### Text block
★ ★ ★ ★ ★

Amaha / / / Navigating Toxic Workplaces: Signs and Survival Guide to Indian Corporate Culture
ARTICLE | 5 MINS READ
Published on
18th Jul 2025
According to a 2024 study by Monster India, 68% of Indian professionals reported experiencing toxic behavior at work, with 43% citing their immediate supervisor as the primary source. These aren't just numbers - they represent millions of Indians walking into offices every day with a knot in their stomach.
"The normalization of toxic workplace behaviour in India stems from our cultural tendency to respect hierarchy without question, often at the cost of mental health," says Dr. Milan Balkrishnan, a Mumbai-based psychiatrist at Amaha specializing in workplace trauma. "We've confused endurance with resilience."
Your phone buzzes with a work notification on Sunday and your heart sinks? That's your body telling you something's not right. A toxic workplace isn't just about having a bad day or dealing with workplace stress - it's a pattern of behaviour that makes you dread Monday mornings and subjects you to work-related anxiety.
Indian work culture has long celebrated the "grind" mentality. We wear 12-hour workdays like badges of honour. But there's a difference between challenging work and toxic behaviour.
The signs aren't always obvious. Sometimes they're subtly disguised under a polite request.
1. Communication breakdown You feel unheard and left out of important discussions. Important decisions happen in closed-door meetings where only certain people are invited.

★ ★ ★ ★ ★

### Check your understanding
**1)** Write out the portion of the toxic workplaces article between "Your phone buzzes" and "people are invited.", inclusive, word for word.
**2)** Carry the article on toxic workplaces forward, picking up right after its final sentence.

Stored data entries
★ ★ ★ ★ ★

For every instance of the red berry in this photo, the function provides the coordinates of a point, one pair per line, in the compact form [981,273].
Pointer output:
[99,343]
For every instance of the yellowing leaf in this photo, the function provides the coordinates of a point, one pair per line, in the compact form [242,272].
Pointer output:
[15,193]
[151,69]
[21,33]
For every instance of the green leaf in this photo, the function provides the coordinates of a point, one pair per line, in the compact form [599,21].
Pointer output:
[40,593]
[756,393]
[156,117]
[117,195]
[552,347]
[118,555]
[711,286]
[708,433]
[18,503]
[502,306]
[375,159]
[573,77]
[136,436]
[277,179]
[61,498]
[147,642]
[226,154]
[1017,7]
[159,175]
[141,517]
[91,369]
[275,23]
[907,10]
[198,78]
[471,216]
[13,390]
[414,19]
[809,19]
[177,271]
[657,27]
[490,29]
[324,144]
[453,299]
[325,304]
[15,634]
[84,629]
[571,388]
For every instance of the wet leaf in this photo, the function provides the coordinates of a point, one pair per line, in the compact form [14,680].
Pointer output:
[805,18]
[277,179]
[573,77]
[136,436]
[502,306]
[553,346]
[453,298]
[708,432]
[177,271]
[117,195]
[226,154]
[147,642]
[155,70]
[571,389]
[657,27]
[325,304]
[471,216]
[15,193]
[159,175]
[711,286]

★ ★ ★ ★ ★

### Results for the exercise
**1)**
Your phone buzzes with a work notification on Sunday and your heart sinks? That's your body telling you something's not right. A toxic workplace isn't just about having a bad day or dealing with workplace stress - it's a pattern of behaviour that makes you dread Monday mornings and subjects you to work-related anxiety.
Indian work culture has long celebrated the "grind" mentality. We wear 12-hour workdays like badges of honour. But there's a difference between challenging work and toxic behaviour.
The signs aren't always obvious. Sometimes they're subtly disguised under a polite request.
1. Communication breakdown You feel unheard and left out of important discussions. Important decisions happen in closed-door meetings where only certain people are invited.

**2)**
2. Blame culture thrives. When something goes wrong, the first question isn't "How do we fix this?" but "Who messed up?" Fingers point faster than solutions emerge.
3. Unrealistic expectations pile up. Your manager expects you to deliver impossible deadlines while handling three different projects. When you struggle, they question your commitment rather than the workload and the resources allocated to you.
4. Favouritism and office politics - Some colleagues get away with everything while others face scrutiny for minor mistakes. Merit takes a backseat to office politics. People playing the visibility game seem to always win?
5. No respect for personal time - late-night messages, weekend calls, ‘urgent’ emails sometimes obvious and sometimes disguised as polite requests.
6. High attrition, low morale, forced smiles - No long term tenures of employees. When you are browsing through the linkedin profiles of employees, if you find that most of the employees have left the organisation in less than 18 months or so, you know there’s something wrong with the culture.
7. Bosses who manage through fear - threats, sarcasm, passive aggression are normalised and everyday tactics to get things done.
A toxic manager can turn even the best role into a nightmare. I remember talking to Rahul, a software developer from Bangalore, who described his boss as someone who would take the praise for the project publicly but criticize him privately for the same work. That's emotional whiplash.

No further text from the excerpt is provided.